====== ページの抜粋 ======
NO.605
「カササギ殺人事件」
著者: アンソニー・ホロヴィッツ
訳者:山田蘭
読了日:2020年11月28日

特徴:
この小説は2重構造になっていまる
上巻は、虚構の中の虚構世界の推理物語になっています
下巻は、虚構の中の現実世界で起こる事件を推理する
つまり二つの世界に、それぞれ探偵、又は探偵役が居り捜査を行い
読者は、その二つ世界には密接なつながりがあることを知る
上巻での解答を知るには、下巻の世界の謎解きが必要であり
同様に、下巻での世界の結末には上巻の世界の欠けたピースが必要なのです

読後の率直な感想:
まず、自分の得意としていない海外ミステリーの上下巻に及ぶ長編小説を読み切ったことに満足感があります
さらに、この度の読書が、これまでに体験したことがないようなモノであったことに独特の高揚感と達成感がありました

読中に思ったいろいろ:
冒頭からアンソニー・ホロヴィッツ著の作品のはずなのに、アラン・コンウェイ著となっていることに困惑し、とりあえず読むことを強いられた
上巻を読む際に苦労したのが、虚構の世界の事件の関係者の多さと、出来事の時系列の混乱でした
作中に登場する人々は何月何日の何時にどこでどうしたとは証言しないために、読者はメモを取らずには把握するのが難しい(実際私はカレンダーのようなメモに書いて頭を整理しました)
======
▶ **取り組む作業**
**A)** 記録の中で「pile」という語を含む行はいくつあるか。その数だけを答えなさい。
**B)** 上に示した『カササギ殺人事件』の読書感想について、最後の文の後に続く部分を書き足しなさい。
====== 記録の抜粋 ======
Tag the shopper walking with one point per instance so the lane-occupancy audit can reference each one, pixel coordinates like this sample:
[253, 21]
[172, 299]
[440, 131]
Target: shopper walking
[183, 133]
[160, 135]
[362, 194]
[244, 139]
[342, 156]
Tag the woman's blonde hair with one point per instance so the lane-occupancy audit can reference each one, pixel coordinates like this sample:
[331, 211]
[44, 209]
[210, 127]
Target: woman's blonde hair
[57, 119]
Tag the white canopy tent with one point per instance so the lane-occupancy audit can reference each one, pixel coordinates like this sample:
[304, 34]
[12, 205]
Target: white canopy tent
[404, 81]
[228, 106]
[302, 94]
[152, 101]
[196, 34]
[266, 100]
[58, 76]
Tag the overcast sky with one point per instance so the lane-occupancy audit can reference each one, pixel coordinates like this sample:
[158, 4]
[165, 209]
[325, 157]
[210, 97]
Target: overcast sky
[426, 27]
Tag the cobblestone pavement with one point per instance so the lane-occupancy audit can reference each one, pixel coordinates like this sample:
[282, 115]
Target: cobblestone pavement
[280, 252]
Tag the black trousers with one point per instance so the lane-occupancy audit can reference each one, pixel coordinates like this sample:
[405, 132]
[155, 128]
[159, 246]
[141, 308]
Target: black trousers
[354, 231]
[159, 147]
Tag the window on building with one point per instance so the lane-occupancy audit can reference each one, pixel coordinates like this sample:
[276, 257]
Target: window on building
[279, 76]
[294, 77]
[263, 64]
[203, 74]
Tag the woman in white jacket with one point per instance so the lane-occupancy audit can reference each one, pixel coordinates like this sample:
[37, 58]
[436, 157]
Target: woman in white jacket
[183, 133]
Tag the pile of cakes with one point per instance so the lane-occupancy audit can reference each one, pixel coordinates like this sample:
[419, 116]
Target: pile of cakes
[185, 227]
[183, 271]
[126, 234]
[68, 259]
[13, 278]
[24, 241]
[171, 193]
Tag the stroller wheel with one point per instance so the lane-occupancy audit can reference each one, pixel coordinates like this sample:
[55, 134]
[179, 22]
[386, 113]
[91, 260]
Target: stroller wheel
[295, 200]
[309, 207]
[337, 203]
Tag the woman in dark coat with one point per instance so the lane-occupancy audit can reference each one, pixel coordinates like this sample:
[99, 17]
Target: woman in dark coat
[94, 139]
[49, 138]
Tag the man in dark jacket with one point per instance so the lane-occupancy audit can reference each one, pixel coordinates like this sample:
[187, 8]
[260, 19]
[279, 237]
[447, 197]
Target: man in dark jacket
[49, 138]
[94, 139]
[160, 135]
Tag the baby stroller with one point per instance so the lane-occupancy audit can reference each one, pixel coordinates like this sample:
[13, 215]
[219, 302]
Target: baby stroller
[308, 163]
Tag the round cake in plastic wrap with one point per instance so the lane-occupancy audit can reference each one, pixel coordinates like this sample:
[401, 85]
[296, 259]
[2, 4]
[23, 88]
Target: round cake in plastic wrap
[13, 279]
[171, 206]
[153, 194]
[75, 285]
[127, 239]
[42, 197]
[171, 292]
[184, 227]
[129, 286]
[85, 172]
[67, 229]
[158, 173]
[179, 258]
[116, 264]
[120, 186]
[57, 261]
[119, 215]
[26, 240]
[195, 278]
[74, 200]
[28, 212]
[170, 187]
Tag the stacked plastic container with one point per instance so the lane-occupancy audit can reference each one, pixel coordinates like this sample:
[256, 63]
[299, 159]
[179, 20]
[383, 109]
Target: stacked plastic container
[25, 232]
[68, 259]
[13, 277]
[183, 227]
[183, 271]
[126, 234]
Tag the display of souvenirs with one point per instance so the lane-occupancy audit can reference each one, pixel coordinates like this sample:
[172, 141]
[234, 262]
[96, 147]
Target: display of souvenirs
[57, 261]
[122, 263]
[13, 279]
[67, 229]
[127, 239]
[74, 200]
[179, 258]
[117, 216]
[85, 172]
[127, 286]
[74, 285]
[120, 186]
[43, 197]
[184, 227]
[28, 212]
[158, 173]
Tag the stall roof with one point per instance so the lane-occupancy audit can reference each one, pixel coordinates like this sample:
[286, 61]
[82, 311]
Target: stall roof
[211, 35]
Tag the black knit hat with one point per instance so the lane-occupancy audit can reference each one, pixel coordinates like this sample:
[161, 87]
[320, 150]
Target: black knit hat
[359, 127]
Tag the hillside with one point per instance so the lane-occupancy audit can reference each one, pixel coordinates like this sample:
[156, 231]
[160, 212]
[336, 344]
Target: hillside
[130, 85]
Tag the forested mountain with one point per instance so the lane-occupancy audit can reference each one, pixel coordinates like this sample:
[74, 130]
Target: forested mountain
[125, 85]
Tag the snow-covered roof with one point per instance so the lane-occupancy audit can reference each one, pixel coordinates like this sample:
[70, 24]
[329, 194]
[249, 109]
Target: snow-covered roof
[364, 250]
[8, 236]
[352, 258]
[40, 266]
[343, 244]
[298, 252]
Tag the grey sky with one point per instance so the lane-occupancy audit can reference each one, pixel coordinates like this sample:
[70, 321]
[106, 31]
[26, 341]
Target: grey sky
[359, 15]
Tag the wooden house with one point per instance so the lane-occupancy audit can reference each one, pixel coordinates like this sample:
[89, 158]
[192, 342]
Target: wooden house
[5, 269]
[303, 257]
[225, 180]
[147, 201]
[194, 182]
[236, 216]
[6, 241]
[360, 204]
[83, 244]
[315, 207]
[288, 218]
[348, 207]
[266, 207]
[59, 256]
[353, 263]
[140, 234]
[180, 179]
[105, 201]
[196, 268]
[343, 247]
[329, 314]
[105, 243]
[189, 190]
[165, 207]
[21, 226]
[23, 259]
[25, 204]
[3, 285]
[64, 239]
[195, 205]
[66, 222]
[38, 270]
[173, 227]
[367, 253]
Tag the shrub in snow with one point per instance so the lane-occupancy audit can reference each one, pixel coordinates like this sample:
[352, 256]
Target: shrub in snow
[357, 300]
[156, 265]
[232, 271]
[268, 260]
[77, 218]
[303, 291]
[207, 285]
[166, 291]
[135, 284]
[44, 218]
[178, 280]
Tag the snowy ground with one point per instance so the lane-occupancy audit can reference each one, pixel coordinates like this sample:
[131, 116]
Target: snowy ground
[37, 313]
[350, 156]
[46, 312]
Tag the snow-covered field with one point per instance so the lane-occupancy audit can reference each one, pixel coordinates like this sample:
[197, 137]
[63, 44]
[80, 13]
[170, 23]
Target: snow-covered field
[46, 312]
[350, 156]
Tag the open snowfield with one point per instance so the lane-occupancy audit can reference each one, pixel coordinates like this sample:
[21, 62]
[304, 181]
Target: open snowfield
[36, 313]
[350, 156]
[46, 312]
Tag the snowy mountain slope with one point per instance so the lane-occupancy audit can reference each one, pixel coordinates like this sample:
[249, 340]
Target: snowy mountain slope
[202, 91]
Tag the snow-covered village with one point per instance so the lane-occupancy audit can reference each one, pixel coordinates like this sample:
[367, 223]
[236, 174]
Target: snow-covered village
======
▶ **想定される結果**
**A)** 2

**B)**
そして、上巻の最後には作中の探偵が意味深なセリフを吐いて下巻へつづく
真相を早く知りたい読者は、探偵の次に続く言葉を求めているのにもかかわらず、下巻は別の世界へいざなわれる
モヤモヤとお預けを食らった状態のまま、次は素人探偵の話の世界を旅することとなり、下巻中盤がこの小説の「耐え」のポイントでしょう

おすすめな対象読者は:
この度、私もこんな名作を読書できたことをうれしく思っていますが、ミステリー好きなら多少の苦労を惜しまないなら、どんな方でも読んでみた方がいいと思う価値のある作品だと思います
単純に誰が犯人か当てる楽しみだけでもいいのではないでしょうか
ゆえに、どんな読者も試してみて、向き不向きを検証してみるのもありだと思います

不満な点:
読者の中には、上巻は好きだけど下巻がどうな~という人もいるのではないでしょうか
下巻の主人公が好きになれなかったり、下巻の犯人が明らかにはじめから怪しかったり、現実の一般人が探偵のような行動をとることの不自然さを感じてしまう
読者は虚構の中だという暗示の中では、探偵役が事件関係者に問いただす行為が至極当たり前だと感じるのに、それが現実世界の出来事だと思うと妙にありえない行動に思えるのです
それは小説の中でも、主人公が現実と小説の世界の違いについて語られている部分もありますが、最後の方のシーンで、殺人を犯すという行為へのハードルの低さが不自然に思えて違和感さえ思いました


ページ数
上360 下375(文庫)
読みやすさ
2(満点3)
わかりやすさ
2(満点3)
ストーリー
3(満点3)
テンポの良さ
2(満点3)
意外性
3(満点3)
私個人の好み
4(満点5)
合計
16(満点20)

2020年37作品目

つぶやき:
海外ミステリーの魅力を少しずつですが、理解できて来たように思えてうれしいです
どんどん他の作品の魅力も発見したい


次に読む本:
綿矢りさ 著 「インストール」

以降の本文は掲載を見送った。